▶ [PROBLEM REQUIREMENTS] All lines holding the word "building" are to be copied from the records beneath.

▶ [DATA EXCERPTS]
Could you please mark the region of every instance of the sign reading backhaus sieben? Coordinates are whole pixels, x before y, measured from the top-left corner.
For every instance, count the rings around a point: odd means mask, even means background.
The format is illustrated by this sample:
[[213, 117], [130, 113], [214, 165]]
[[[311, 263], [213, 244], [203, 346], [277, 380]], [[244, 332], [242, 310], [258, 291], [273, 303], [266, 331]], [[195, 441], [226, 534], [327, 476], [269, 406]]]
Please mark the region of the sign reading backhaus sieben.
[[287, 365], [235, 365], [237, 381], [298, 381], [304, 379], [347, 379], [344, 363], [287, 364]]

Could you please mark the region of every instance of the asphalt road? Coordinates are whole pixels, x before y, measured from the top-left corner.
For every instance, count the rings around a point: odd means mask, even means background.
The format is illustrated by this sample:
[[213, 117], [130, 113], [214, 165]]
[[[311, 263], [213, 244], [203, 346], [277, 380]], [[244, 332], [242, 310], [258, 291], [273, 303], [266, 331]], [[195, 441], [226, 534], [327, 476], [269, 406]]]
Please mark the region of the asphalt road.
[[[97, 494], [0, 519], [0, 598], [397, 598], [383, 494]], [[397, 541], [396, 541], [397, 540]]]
--
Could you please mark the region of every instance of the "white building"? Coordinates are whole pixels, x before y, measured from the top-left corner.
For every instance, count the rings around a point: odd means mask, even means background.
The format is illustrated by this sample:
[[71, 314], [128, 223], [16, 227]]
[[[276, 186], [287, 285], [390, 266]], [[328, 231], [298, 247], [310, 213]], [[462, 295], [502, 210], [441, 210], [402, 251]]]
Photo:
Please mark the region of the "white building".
--
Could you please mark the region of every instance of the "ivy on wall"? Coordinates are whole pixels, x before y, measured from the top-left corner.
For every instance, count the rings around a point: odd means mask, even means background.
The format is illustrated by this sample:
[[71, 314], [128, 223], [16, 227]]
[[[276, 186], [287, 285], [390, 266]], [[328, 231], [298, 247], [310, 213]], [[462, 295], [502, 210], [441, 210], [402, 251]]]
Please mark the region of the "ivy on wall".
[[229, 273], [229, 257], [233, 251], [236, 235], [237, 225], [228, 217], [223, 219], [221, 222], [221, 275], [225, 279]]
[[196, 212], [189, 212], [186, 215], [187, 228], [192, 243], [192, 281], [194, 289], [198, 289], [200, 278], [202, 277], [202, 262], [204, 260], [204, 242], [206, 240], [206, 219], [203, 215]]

▶ [ANSWER SECTION]
Could you please mark the region of every instance of the "white building"? Coordinates are whole pixels, x before y, measured from the top-left corner.
Please mark the region of the "white building".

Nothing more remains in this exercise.